───── Extracted records
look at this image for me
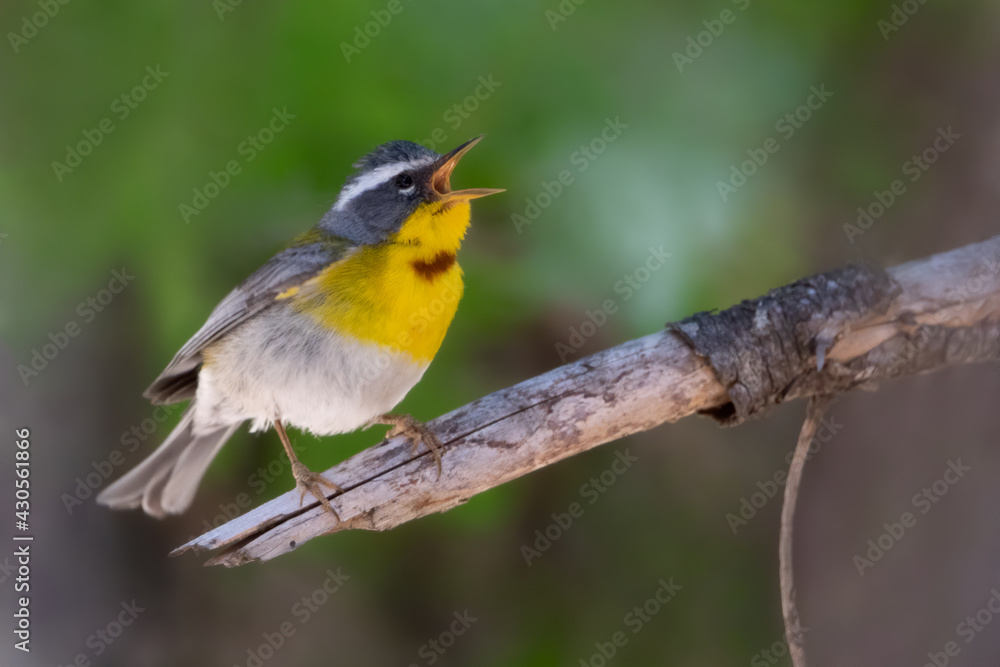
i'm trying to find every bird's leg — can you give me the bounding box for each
[274,419,341,520]
[366,413,443,477]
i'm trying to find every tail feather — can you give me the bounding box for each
[97,408,240,518]
[140,462,175,518]
[161,421,240,515]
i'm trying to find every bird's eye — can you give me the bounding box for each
[395,173,414,190]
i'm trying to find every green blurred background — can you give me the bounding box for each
[2,0,999,665]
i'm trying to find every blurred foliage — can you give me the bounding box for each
[1,0,997,665]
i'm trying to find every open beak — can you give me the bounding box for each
[430,135,505,202]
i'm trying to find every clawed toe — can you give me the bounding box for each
[384,416,443,477]
[291,462,341,520]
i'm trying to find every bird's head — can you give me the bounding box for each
[321,136,503,249]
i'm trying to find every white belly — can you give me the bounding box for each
[192,305,429,436]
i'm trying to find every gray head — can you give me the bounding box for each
[318,137,502,245]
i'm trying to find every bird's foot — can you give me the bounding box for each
[291,461,342,520]
[369,413,443,477]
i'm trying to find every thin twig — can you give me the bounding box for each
[780,396,833,667]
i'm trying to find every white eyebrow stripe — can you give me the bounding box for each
[333,157,436,211]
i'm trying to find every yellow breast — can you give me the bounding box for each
[290,200,471,363]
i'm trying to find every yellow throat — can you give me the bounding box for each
[291,200,472,362]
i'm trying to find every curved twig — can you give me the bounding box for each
[780,396,833,667]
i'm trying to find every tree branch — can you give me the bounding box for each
[173,235,1000,567]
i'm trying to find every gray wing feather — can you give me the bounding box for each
[144,237,355,404]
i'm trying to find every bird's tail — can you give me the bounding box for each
[97,407,241,518]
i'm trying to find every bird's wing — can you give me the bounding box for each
[144,235,357,405]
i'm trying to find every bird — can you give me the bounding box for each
[98,136,503,519]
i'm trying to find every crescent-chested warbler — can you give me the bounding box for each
[98,136,503,518]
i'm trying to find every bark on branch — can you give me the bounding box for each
[173,235,1000,567]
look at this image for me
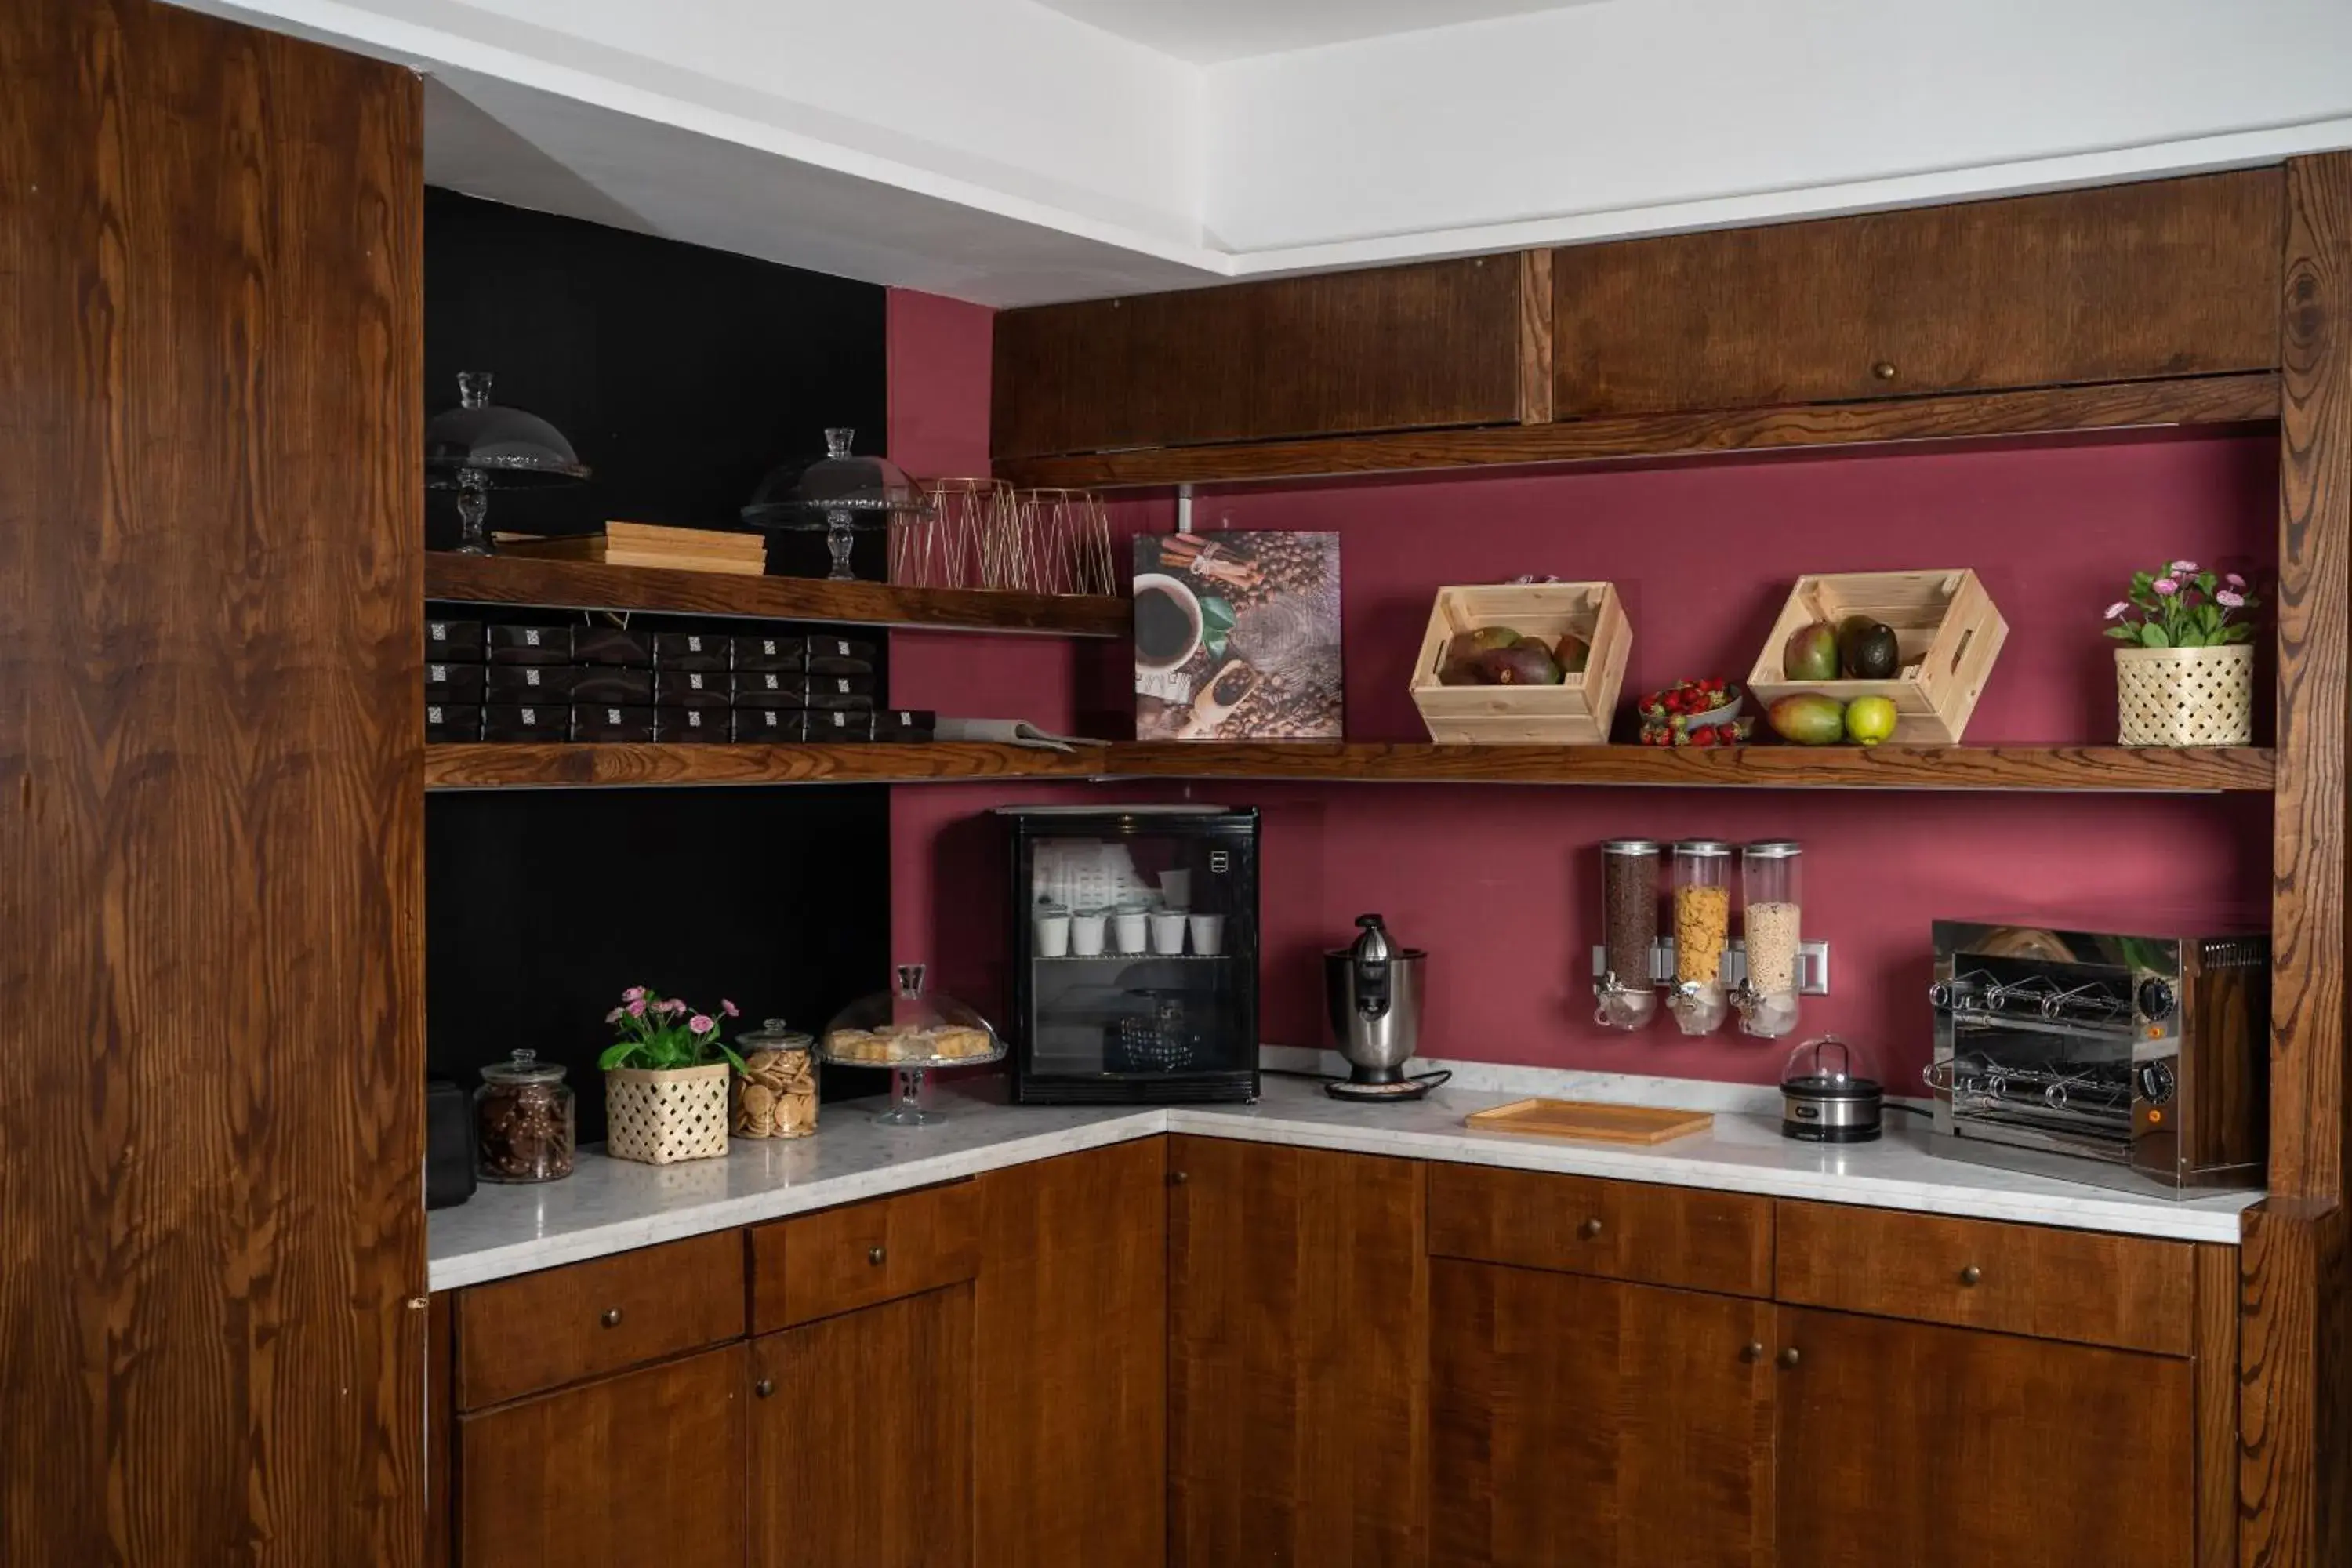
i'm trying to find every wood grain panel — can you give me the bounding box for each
[974,1140,1167,1568]
[1780,1308,2194,1567]
[994,371,2279,490]
[1553,170,2282,416]
[1426,1163,1772,1297]
[1775,1201,2194,1356]
[457,1343,747,1568]
[0,2,425,1563]
[1168,1136,1428,1568]
[429,1294,454,1568]
[455,1229,746,1408]
[2238,1199,2351,1568]
[750,1178,978,1331]
[425,552,1129,637]
[993,256,1523,458]
[2195,1243,2241,1568]
[750,1287,975,1568]
[1431,1263,1773,1568]
[1515,249,1553,424]
[423,739,2280,793]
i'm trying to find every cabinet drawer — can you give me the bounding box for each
[752,1180,980,1332]
[1427,1163,1772,1298]
[1552,169,2281,418]
[455,1229,746,1410]
[1773,1200,2194,1356]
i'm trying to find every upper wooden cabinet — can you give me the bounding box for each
[992,256,1540,459]
[1551,169,2282,417]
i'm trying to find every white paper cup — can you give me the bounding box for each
[1113,912,1149,953]
[1072,913,1108,956]
[1187,913,1225,956]
[1035,913,1071,958]
[1159,869,1192,910]
[1149,912,1189,956]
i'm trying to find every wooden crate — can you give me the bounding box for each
[1410,583,1631,744]
[1745,569,2007,744]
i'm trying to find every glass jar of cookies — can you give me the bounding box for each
[474,1049,574,1182]
[733,1018,818,1139]
[819,964,1004,1127]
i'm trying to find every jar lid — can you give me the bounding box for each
[1744,839,1803,859]
[1671,840,1731,857]
[739,1018,814,1051]
[481,1047,566,1084]
[1601,839,1661,855]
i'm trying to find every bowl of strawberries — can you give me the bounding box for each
[1635,678,1753,747]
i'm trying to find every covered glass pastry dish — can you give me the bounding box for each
[818,963,1004,1126]
[740,426,931,581]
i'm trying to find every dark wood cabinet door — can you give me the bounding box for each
[993,256,1530,458]
[750,1285,975,1568]
[1430,1262,1773,1568]
[1776,1307,2194,1568]
[1552,169,2281,417]
[457,1344,747,1568]
[975,1141,1166,1568]
[1167,1136,1428,1568]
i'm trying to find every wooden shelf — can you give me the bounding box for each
[424,740,2276,793]
[423,553,1130,638]
[992,373,2281,491]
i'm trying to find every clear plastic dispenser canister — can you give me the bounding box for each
[1668,840,1733,1035]
[1597,840,1660,1031]
[1737,840,1804,1038]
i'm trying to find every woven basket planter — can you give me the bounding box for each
[2114,643,2254,746]
[604,1062,730,1165]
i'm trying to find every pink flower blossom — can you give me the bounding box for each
[2103,601,2130,620]
[622,985,647,1003]
[627,998,648,1018]
[2168,560,2198,575]
[660,998,688,1015]
[689,1014,715,1034]
[2216,589,2245,608]
[2227,572,2248,590]
[606,1007,624,1024]
[2153,577,2179,597]
[721,1000,739,1018]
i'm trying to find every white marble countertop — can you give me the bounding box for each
[429,1069,2259,1290]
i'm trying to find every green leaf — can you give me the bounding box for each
[1199,595,1236,636]
[2140,623,2170,648]
[598,1040,637,1071]
[717,1044,748,1074]
[2103,626,2139,641]
[2175,629,2205,648]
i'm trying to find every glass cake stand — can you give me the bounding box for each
[818,964,1004,1127]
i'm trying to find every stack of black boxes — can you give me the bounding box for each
[426,617,935,743]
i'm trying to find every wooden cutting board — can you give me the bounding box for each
──────────
**Work request**
In the answer, all of the material should appear exactly as given, with no picture carried over.

**Answer to this exercise**
look at this image for me
i'm trying to find every bird's leg — can you give me the bounding box for each
[274,419,341,520]
[366,413,443,477]
i'm trying to find every tail feather — can you give me the bounding box for each
[97,408,240,518]
[140,462,175,518]
[161,421,240,515]
i'm trying to find every bird's eye — can you give me the bounding box for each
[395,173,414,190]
i'm trying to find every green blurred background — can you give me the bounding box for each
[2,0,999,665]
i'm trying to find every blurred foliage — can you give me the bounding box for each
[1,0,997,665]
i'm trying to find every open beak — can you give me the bounding box for each
[430,135,505,202]
i'm trying to find every clawed toe — can you give me the bounding box for each
[384,416,443,477]
[291,462,341,520]
i'm trying to find every bird's head — can you give me the bounding box for each
[321,136,503,249]
i'm trying to find every white belly — can you give me the bounding box for each
[192,305,429,436]
i'm trying to find every gray head — can you give me the bounding box for each
[318,137,502,245]
i'm trying to find every bird's foot — can you give me the bounding box for each
[291,461,342,520]
[369,413,443,477]
i'm trying to find every thin twig — can you give me the bounding box for each
[780,396,833,667]
i'm trying to find every white eyebrow stripe — can you give me the bounding box for each
[333,157,436,211]
i'm trying to find every yellow breast — can you give me the bounding box for each
[290,200,471,363]
i'm trying to find every yellow throat — can you give me the bounding box for each
[291,200,472,362]
i'm trying to find every curved twig — can you give me the bounding box for each
[780,396,833,667]
i'm trying to find every tree branch — can you give me the bounding box for each
[173,235,1000,567]
i'm trying to find every gray wing feather — can you give me the bounding box for each
[144,237,355,404]
i'm trying to find every bird's tail — can you give me the bounding box for each
[97,407,241,518]
i'm trying to find every bird's wing — can you give me the bounding box for each
[144,235,357,405]
i'm trying to find every bird — can you give me the bounding box for each
[98,136,503,519]
i'm trying to find every crescent-chested warbler — can you give me the bounding box for each
[98,136,503,518]
i'm trying to find every bark on branch — can you give me the bounding box for each
[173,235,1000,567]
look at this image for me
i'm trying to find every wood grain panel — can you give me the bounding box for each
[974,1140,1167,1568]
[1780,1308,2194,1567]
[994,371,2279,490]
[1553,170,2282,416]
[1426,1163,1772,1297]
[1775,1201,2194,1356]
[457,1343,747,1568]
[0,2,425,1563]
[1168,1136,1428,1568]
[429,1294,454,1568]
[455,1229,746,1408]
[2238,1199,2351,1568]
[750,1178,978,1331]
[425,552,1129,637]
[993,256,1523,458]
[2195,1243,2241,1568]
[750,1287,975,1568]
[1431,1263,1773,1568]
[1515,249,1553,424]
[423,739,2280,793]
i'm trying to find every cabinet drawer — can you give me the bounding box for each
[752,1180,980,1332]
[1427,1163,1772,1298]
[1552,169,2281,418]
[455,1229,746,1410]
[1773,1200,2194,1356]
i'm trying to find every upper wooden cabinet — can you give me the bounding box for each
[992,256,1540,459]
[1551,169,2282,417]
i'm trying to find every white paper cup — can you give me the bounding box for each
[1113,912,1149,953]
[1072,913,1108,956]
[1187,913,1225,956]
[1035,913,1071,958]
[1159,869,1192,910]
[1149,912,1189,956]
i'm trying to find every wooden crate — can you give me the bounding box for each
[1410,583,1631,744]
[1745,569,2007,744]
i'm trying to find every glass jar of cookies — can you give me the bounding box for each
[474,1049,574,1182]
[733,1018,818,1139]
[819,964,1004,1127]
i'm trying to find every jar lid — can you give me the bounding box for each
[1744,839,1803,859]
[1671,840,1731,857]
[739,1018,814,1051]
[481,1047,566,1084]
[1601,839,1661,855]
i'm trying to find every bowl of strawberries — can you give me the bounding box for each
[1635,678,1753,747]
i'm trying to find every covered glass pastry dish — can you give me the bounding box for each
[818,963,1004,1126]
[740,426,931,581]
i'm trying to find every dark wood cabinet door — can you give me the bounding box for each
[993,256,1530,458]
[750,1285,975,1568]
[1430,1262,1773,1568]
[1776,1307,2194,1568]
[1552,169,2281,417]
[457,1344,747,1568]
[975,1141,1166,1568]
[1167,1136,1428,1568]
i'm trying to find every wooden shelf — can you give me the bounding box for each
[424,740,2276,793]
[423,553,1130,638]
[992,373,2281,491]
i'm trying to find every clear plastic dispenser canister — can you give me the bounding box for each
[1668,840,1733,1035]
[1597,840,1660,1031]
[1737,840,1804,1038]
i'm trying to find every woven basket planter — can you give me the bounding box for each
[2114,643,2254,746]
[604,1062,730,1165]
i'm trying to find every pink flower blossom — can you give me the bounding box for each
[2103,601,2130,620]
[622,985,647,1003]
[627,998,648,1018]
[2168,560,2198,575]
[660,998,688,1015]
[689,1014,715,1034]
[2216,589,2245,608]
[2227,572,2248,590]
[606,1007,624,1024]
[2153,577,2179,597]
[721,1000,739,1018]
i'm trying to find every white marble countertop — can you give me the bounding box for each
[429,1069,2259,1290]
i'm trying to find every green leaf — can you give me the bounding box for each
[1199,595,1236,636]
[2140,623,2170,648]
[598,1040,637,1071]
[717,1044,748,1074]
[2103,626,2139,641]
[2175,629,2205,648]
i'm trying to find every glass cake stand — can you give me the bounding box for each
[818,964,1004,1127]
i'm trying to find every stack of black boxes — can you give me the bounding box for each
[426,617,935,743]
i'm trying to find every wooden cutting board — can you give me the bounding box for each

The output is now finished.